Write out the entries below exactly, starting at the first line and stopping after the line that contains "Category: maroon suit jacket"; skip all pictures.

▼

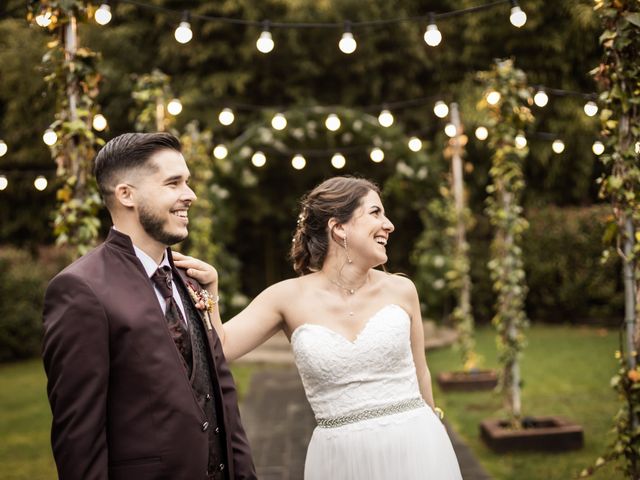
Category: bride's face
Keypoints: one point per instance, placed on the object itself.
(368, 231)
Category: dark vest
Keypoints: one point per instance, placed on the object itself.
(201, 379)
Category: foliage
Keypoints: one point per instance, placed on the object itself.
(507, 116)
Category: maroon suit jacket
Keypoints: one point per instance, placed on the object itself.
(123, 408)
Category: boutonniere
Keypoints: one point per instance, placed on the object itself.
(203, 301)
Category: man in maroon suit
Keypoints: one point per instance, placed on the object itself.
(138, 384)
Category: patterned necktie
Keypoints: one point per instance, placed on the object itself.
(162, 280)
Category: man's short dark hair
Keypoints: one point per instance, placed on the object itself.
(125, 153)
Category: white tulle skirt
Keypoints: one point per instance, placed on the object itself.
(412, 445)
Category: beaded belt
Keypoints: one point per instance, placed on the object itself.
(391, 409)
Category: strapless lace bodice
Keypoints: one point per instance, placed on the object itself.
(376, 369)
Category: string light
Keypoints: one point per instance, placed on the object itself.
(332, 122)
(482, 133)
(258, 159)
(440, 109)
(376, 155)
(226, 117)
(432, 36)
(50, 137)
(40, 183)
(183, 33)
(99, 122)
(103, 14)
(174, 107)
(298, 162)
(338, 161)
(415, 144)
(265, 42)
(517, 18)
(279, 122)
(385, 118)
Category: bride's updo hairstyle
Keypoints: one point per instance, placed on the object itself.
(337, 197)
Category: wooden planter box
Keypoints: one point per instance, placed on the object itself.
(468, 381)
(551, 434)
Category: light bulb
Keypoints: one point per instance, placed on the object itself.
(376, 155)
(50, 137)
(174, 107)
(415, 144)
(590, 108)
(103, 14)
(347, 43)
(183, 33)
(441, 109)
(265, 43)
(40, 183)
(493, 97)
(541, 98)
(597, 147)
(298, 162)
(385, 118)
(220, 152)
(332, 122)
(482, 133)
(557, 146)
(99, 122)
(279, 122)
(258, 159)
(338, 161)
(226, 117)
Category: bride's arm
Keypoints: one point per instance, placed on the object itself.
(258, 322)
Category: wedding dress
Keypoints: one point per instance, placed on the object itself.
(372, 421)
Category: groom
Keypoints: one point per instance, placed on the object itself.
(138, 384)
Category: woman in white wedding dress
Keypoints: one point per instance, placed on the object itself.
(357, 338)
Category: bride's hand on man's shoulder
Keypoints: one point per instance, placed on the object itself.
(200, 271)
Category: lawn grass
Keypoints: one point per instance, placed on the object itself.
(25, 420)
(566, 371)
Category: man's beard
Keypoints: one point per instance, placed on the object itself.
(154, 226)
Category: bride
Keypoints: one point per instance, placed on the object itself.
(357, 338)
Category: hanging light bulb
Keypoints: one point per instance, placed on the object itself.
(258, 159)
(432, 36)
(541, 98)
(174, 107)
(557, 146)
(517, 18)
(332, 122)
(50, 137)
(298, 162)
(415, 144)
(220, 152)
(103, 14)
(40, 183)
(347, 43)
(99, 122)
(376, 155)
(226, 117)
(338, 160)
(597, 147)
(279, 122)
(265, 43)
(385, 118)
(441, 109)
(482, 133)
(590, 108)
(183, 33)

▲

#### [Final answer]
Category: bride's face
Keypoints: one point per instance, placed on the object itself.
(368, 231)
Category: dark vest
Keypoints: one point per instance, placed on the object itself.
(201, 379)
Category: foliage
Keypoints: one point per instance, placed on the object itself.
(507, 116)
Category: maroon suit jacket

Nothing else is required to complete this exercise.